---------- TEXTO PARA LEER
Seguramente el divulgar las cuestiones más inquietantes sobre la inteligencia artificial y el manejo de los datos, sea lo más elogiable de su obra, para poner el tema en discusión de modo más abierto y menos especializado. También pone un gran interés en mantenernos al tanto de los últimos hallazgos científicos sobre las emociones y el pensamiento animal. Pero con respecto a otros temas, más que divulgar temas inaccesibles para muchos, lo que hace es presentar sus propios prejuicios como si fueran evidencias irrefutables.

Creo que en gran parte su éxito se debe a lo que tiene de genialidad su trabajo, lo bien que escribe y por la simplificación que hace de muchos temas complejos. No obstante, es muy cuestionable su visión reduccionista del ser humano, de la historia y de las religiones, especialmente si son leídas sus tesis con ingenua devoción.

Mucha ilusión y poca ciencia.

En temas científicos presenta teorías discutibles e hipótesis sin demostración empírica, como si fueran verdades reveladas por la ciencia e irrefutables. No distingue entre lo que realmente está demostrado y lo que son teorías especulativas que ni siquiera son aceptadas por la mayor parte de los científicos. Repite devotamente la “memética” de Richard Dawkins, no compartida por la mayoría de los biólogos, así como la hipótesis neurocientífica de Gazzaniga sobre “el intérprete cerebral” que es muy cuestionable desde la neurociencia y la filosofía de la mente contemporánea.

También saca sus propias conclusiones de experimentos que cita, como los de Benjamín Libet sobre “el libre albedrío”, para decir que la libertad es una ilusión mental, cuando en realidad confunde la libertad con el “acto voluntario”. El propio Libet no llega finalmente a las conclusiones de Harari, sino a seguir manteniendo que la libertad, aunque condicionada, mantiene su “capacidad de veto”. Desde la antigüedad se sabe que la intención puede no ser libre y que muchas veces no lo es, hay tendencias naturales que dan inicio a muchas de nuestras elecciones. No hay duda de que hay actos involuntarios, así como también hay ilusiones de libertad, como en tantas otras cosas. Pero no es serio confundir la correlación entre lo que sucede en el cerebro con lo que acontece en la conciencia, como si todo fuera de orden causal. El propio Libet, neurocientífico pionero en los estudios de la conciencia, en su última obra antes de morir, del 2004 (Mind Time) escribe: “El mayor regalo que la humanidad ha recibido es la libre elección. Es cierto que estamos limitados en nuestro uso de la libre elección. Pero la pequeña porción de libre elección que poseemos es un regalo tan grande y tan potencialmente valioso que sólo por él la vida es digna de ser vivida”.  Pero Harari con una sola referencia, da el salto de ficción naturalista de querer reducir la libertad a una ilusión que se inventa el cerebro. Sus conclusiones no dan cuenta de las investigaciones contemporáneas sobre el libre albedrío, ni sobre la conciencia, sino que usa la información que le sirve para confirmar sus supuestos.
--------------------
---------- REGISTROS PROPORCIONADOS
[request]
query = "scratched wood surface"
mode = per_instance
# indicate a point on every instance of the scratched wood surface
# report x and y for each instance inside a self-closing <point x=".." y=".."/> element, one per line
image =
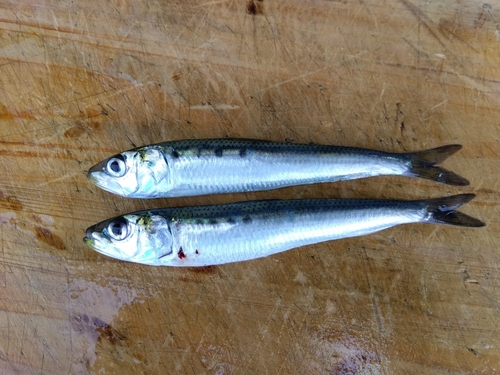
<point x="81" y="80"/>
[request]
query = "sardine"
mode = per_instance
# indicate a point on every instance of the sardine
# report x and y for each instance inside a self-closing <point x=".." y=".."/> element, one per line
<point x="218" y="234"/>
<point x="214" y="166"/>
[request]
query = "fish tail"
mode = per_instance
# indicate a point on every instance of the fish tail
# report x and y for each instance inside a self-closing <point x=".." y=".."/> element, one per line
<point x="444" y="211"/>
<point x="423" y="165"/>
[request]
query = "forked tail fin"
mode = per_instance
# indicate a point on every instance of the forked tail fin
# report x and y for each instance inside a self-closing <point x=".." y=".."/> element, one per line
<point x="444" y="211"/>
<point x="423" y="165"/>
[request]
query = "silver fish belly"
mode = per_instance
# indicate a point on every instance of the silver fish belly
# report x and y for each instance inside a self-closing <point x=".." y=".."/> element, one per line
<point x="213" y="235"/>
<point x="213" y="166"/>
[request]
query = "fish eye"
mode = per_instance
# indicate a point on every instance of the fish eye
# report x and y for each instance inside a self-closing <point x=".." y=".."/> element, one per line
<point x="116" y="166"/>
<point x="118" y="229"/>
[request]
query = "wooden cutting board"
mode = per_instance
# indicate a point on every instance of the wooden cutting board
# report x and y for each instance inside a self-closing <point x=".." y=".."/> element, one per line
<point x="82" y="80"/>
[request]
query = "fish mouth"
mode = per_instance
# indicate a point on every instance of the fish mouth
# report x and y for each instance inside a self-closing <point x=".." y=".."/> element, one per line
<point x="99" y="167"/>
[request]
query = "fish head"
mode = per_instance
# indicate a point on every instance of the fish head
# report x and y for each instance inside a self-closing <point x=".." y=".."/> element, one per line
<point x="141" y="238"/>
<point x="138" y="173"/>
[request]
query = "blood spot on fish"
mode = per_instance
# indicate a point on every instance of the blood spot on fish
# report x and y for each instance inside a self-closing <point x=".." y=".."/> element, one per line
<point x="247" y="219"/>
<point x="204" y="269"/>
<point x="181" y="254"/>
<point x="255" y="7"/>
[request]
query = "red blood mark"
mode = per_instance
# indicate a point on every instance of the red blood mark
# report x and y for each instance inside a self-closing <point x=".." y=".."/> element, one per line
<point x="181" y="254"/>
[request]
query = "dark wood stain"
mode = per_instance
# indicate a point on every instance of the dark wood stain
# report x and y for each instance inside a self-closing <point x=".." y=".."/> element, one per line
<point x="75" y="132"/>
<point x="51" y="239"/>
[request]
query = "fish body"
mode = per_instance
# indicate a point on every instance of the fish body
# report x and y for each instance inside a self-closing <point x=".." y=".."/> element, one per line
<point x="214" y="166"/>
<point x="218" y="234"/>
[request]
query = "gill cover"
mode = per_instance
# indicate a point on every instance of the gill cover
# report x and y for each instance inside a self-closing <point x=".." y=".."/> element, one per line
<point x="138" y="173"/>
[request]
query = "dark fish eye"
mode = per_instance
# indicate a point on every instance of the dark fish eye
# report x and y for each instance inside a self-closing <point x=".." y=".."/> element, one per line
<point x="118" y="229"/>
<point x="116" y="166"/>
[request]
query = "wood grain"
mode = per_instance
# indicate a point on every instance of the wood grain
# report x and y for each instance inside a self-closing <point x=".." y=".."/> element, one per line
<point x="82" y="80"/>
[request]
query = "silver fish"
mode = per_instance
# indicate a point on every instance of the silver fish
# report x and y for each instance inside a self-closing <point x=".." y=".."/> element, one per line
<point x="214" y="166"/>
<point x="212" y="235"/>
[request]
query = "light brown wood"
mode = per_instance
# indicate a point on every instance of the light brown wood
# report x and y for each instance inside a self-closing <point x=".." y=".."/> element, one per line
<point x="81" y="80"/>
--------------------
● **POR REALIZAR**: Prolongue la crítica a la obra de Harari a partir de su última oración.

● **RESULTADO**:
Suscribiendo al mito del conflicto entre ciencia y religión.

En cuestiones de historia de la ciencia comete varias simplificaciones que niegan la continuidad del desarrollo científico en occidente, subestima el pensamiento filosófico y resucita el perimido mito del conflicto entre ciencia y religión, que por cierto sigue siendo popularmente muy atractivo. Y con su alergia explícita a las religiones, no reconoce cuanto aportaron científicos judíos, cristianos y musulmanes al desarrollo de la ciencia. Como si no hubieran existido y estuvieran siempre aferrados a dogmas que no les permitían evolucionar, perdidos en fantasías religiosas. Eso se le puede perdonar a alguien que no sabe historia de las religiones ni historia de la ciencia, pero quien se presenta como experto en historia medieval no puede permitirse tal brutalidad.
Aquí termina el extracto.